◆ Exercise requirements: Repeat the records below exactly.

◆ Record extracts:
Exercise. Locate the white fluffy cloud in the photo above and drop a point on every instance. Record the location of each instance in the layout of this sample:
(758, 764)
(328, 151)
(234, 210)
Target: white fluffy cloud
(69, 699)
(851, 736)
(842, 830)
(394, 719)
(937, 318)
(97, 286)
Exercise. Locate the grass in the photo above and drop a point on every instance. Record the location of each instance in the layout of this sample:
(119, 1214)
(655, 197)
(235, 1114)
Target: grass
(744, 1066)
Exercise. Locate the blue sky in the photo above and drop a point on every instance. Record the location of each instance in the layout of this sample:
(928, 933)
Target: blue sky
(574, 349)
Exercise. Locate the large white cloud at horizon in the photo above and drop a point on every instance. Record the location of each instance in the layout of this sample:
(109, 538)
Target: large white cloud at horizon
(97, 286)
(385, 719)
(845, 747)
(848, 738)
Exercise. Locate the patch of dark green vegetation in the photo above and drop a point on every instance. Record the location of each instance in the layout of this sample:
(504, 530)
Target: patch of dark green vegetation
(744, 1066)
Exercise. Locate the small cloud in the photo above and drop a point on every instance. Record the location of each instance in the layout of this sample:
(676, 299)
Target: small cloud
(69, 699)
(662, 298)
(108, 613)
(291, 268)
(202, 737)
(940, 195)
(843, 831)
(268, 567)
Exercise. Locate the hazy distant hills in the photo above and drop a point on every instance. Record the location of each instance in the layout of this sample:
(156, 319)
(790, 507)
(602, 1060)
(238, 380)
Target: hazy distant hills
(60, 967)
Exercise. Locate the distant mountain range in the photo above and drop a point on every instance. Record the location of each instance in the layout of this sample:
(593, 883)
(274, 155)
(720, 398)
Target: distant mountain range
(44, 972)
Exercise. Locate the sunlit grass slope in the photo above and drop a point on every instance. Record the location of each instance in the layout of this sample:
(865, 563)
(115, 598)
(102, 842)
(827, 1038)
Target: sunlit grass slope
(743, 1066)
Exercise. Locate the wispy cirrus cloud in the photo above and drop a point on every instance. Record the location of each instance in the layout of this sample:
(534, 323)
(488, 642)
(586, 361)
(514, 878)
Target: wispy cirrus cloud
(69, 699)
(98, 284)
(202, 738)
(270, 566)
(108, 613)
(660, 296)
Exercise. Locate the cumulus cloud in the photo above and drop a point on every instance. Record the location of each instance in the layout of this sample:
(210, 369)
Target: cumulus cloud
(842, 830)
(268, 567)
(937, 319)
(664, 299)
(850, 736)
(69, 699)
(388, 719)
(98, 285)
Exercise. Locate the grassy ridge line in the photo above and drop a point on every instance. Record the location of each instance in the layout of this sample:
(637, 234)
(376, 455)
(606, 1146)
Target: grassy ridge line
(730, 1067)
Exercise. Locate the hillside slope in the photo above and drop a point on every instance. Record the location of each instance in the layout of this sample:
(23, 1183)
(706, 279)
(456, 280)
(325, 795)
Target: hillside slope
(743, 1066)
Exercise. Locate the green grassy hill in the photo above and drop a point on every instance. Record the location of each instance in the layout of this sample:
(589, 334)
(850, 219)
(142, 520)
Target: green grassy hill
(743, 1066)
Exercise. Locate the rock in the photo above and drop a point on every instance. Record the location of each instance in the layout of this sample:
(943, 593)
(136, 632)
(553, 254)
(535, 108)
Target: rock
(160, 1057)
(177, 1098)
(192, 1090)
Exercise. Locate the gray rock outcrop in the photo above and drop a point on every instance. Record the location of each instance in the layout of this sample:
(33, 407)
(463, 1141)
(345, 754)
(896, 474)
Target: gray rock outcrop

◆ Result:
Exercise. Locate the white fluffy cloud in the photo above and drop a point on every instance. Record the location of each instance in the layout of this sample:
(758, 764)
(328, 151)
(234, 210)
Target: white fluffy cloud
(69, 699)
(851, 736)
(842, 830)
(394, 719)
(937, 318)
(97, 286)
Exercise. Locate the grass in the photo above and drop a point on every instance. Record the location of each instance in the layout of this sample:
(119, 1214)
(655, 197)
(235, 1114)
Target: grass
(744, 1066)
Exercise. Locate the blue sky in the photo above and drop a point on every instance. Record the location of each instance in the layout of this sample:
(928, 933)
Target: blue sky
(574, 349)
Exercise. Locate the large white cloud at horizon in the photo above and drop a point on every instance. Record the location of each instance in the layout of this sample:
(109, 538)
Target: large white cloud at horizon
(97, 286)
(385, 719)
(845, 747)
(848, 738)
Exercise. Locate the patch of dark green vegetation in the photo above and drop a point on every instance. Record the location of each instance in the layout of this sample:
(504, 530)
Target: patch of dark green vegetation
(744, 1066)
Exercise. Locate the small cloud in the photo above and drop a point on every instance. Record the location of each instance in the layout of this sample:
(676, 299)
Target: small cloud
(69, 699)
(662, 298)
(108, 613)
(291, 268)
(202, 737)
(940, 195)
(843, 831)
(268, 567)
Exercise. Locate the hazy distant hills in the photo above and drop a point on every instance. Record the location of each instance in the layout of this sample:
(156, 319)
(790, 507)
(602, 1060)
(238, 380)
Target: hazy distant hills
(60, 967)
Exercise. Locate the distant mountain range in the photo above and drop a point on every instance. Record the location of each instance in the layout of this sample:
(593, 883)
(274, 155)
(720, 398)
Target: distant mountain range
(44, 972)
Exercise. Locate the sunlit grass slope in the photo above and drop a point on every instance. Record the location of each instance in the layout of this sample:
(865, 563)
(115, 598)
(102, 842)
(827, 1038)
Target: sunlit grass slope
(743, 1066)
Exercise. Locate the wispy cirrus cloud in the photo above and drop a point on every instance. Record the location of each instance in the layout of this sample:
(534, 323)
(488, 642)
(586, 361)
(514, 878)
Target: wispy cirrus cloud
(69, 699)
(98, 284)
(202, 738)
(270, 566)
(108, 613)
(660, 296)
Exercise. Locate the cumulus cloud in the photo above and drop a point on every instance. Record the location of each instance in the layout of this sample:
(210, 369)
Target: cumulus cloud
(842, 830)
(268, 567)
(937, 319)
(664, 299)
(850, 736)
(69, 699)
(388, 719)
(98, 285)
Exercise. Locate the grassy ridge line in the photo above and drop a point on every instance. Record the location of each instance in the layout of this sample:
(637, 234)
(376, 455)
(606, 1146)
Target: grassy ridge line
(730, 1067)
Exercise. Locate the hillside slope in the photo above and drop a point on every instance. Record the location of each instance in the layout of this sample:
(23, 1183)
(706, 279)
(456, 280)
(325, 795)
Target: hillside slope
(743, 1066)
Exercise. Locate the green grassy hill in the photo above and drop a point on every instance. Record the location of each instance in the layout of this sample:
(589, 334)
(850, 219)
(142, 520)
Target: green grassy hill
(743, 1066)
Exercise. Locate the rock in the photo above and drop a point on every instance. Record the location of each instance in the layout of this sample:
(943, 593)
(136, 632)
(553, 254)
(535, 108)
Target: rock
(160, 1057)
(177, 1098)
(192, 1090)
Exercise. Locate the gray rock outcrop in the photo above and drop a point on every instance. Record the location of each instance in the layout of this sample:
(33, 407)
(463, 1141)
(345, 754)
(896, 474)
Target: gray rock outcrop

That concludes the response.